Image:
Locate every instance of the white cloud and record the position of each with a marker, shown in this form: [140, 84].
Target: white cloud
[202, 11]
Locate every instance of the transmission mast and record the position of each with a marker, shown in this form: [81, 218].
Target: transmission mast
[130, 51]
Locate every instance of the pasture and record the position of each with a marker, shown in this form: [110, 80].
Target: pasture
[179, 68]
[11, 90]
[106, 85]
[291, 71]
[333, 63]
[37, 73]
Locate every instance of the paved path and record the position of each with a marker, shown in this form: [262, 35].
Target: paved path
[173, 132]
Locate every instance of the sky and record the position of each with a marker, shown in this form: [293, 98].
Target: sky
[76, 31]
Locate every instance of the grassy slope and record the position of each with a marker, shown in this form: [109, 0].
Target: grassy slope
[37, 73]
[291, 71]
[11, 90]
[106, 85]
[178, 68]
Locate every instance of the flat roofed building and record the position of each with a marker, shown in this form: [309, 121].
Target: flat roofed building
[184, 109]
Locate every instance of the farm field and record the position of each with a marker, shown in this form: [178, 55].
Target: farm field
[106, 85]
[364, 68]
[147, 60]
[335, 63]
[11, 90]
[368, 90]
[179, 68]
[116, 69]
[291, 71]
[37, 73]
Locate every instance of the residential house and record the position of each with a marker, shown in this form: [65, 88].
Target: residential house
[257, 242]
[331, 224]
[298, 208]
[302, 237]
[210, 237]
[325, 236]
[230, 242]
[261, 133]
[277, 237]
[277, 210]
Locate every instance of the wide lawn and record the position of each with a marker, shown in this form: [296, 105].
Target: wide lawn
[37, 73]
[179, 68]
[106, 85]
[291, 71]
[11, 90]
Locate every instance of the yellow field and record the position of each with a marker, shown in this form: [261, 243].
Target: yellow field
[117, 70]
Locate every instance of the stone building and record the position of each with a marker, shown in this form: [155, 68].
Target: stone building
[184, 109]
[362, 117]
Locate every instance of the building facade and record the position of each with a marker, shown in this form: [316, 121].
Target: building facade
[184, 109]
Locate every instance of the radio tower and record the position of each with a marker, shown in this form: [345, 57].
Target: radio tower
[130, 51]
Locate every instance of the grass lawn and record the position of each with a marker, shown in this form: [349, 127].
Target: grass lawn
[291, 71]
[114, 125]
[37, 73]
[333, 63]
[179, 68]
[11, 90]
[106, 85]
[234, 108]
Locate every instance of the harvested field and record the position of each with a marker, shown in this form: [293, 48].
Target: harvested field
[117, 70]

■ ■ ■

Return the whole listing, word for word.

# [EXERCISE RESPONSE]
Image:
Locate every instance of the white cloud and record the position of each with a marker, shown in this form: [140, 84].
Target: white cloud
[202, 11]
Locate every instance of the transmission mast and record the position of each with a marker, shown in this form: [81, 218].
Target: transmission mast
[130, 51]
Locate every instance of the pasture and record the position of each with a marker, shown in this form: [110, 80].
Target: pasture
[179, 68]
[11, 90]
[106, 85]
[291, 71]
[333, 63]
[37, 73]
Locate every instance of the paved path and record the position of each with a marker, shown in this form: [262, 35].
Target: paved path
[173, 132]
Locate every instance of the sky and record the position of each with a marker, shown in this form: [293, 98].
Target: sky
[76, 31]
Locate every instance of the grassy slope and record the position of each with a marker, shown in this form: [109, 0].
Target: grassy slope
[37, 73]
[291, 71]
[11, 90]
[106, 85]
[178, 68]
Locate every instance of the flat roofed building and record the position of each with a marker, shown in this form: [309, 121].
Target: flat roofed building
[184, 109]
Locate every instance of the farm field and record the position of each with a marker, shown in this form: [178, 55].
Target: farm field
[106, 85]
[364, 68]
[147, 60]
[335, 63]
[11, 90]
[368, 90]
[179, 68]
[116, 69]
[291, 71]
[37, 73]
Locate every instance of the residential house and record the position of each with a marker, shown in this form: [65, 88].
Target: residential house
[257, 242]
[331, 224]
[298, 208]
[302, 237]
[210, 237]
[325, 236]
[230, 242]
[261, 133]
[277, 237]
[277, 210]
Locate every instance of the wide lawn and record the position of each with a marker, shown in this form: [296, 105].
Target: wide lawn
[37, 73]
[179, 68]
[106, 85]
[291, 71]
[11, 90]
Locate every instance of the yellow field and record the position of each with a marker, shown in this form: [261, 243].
Target: yellow field
[117, 70]
Locate every instance of the stone building and record the position of each with a marker, shown in this form: [155, 68].
Target: stone building
[184, 109]
[362, 117]
Locate every instance of the building facade and record the position of each with a marker, shown in this form: [316, 121].
Target: building facade
[184, 109]
Locate every instance of the radio tower and record the position of each with a marker, shown in this form: [345, 57].
Target: radio tower
[130, 51]
Locate every instance of the grass lawn and record the position of each with a marker, shown in this form: [349, 127].
Target: grass lawn
[291, 71]
[114, 125]
[37, 73]
[333, 63]
[179, 68]
[11, 90]
[106, 85]
[234, 108]
Locate every instance of the harvested field and record the position of each with a marker, shown in this form: [293, 48].
Target: harvested field
[117, 70]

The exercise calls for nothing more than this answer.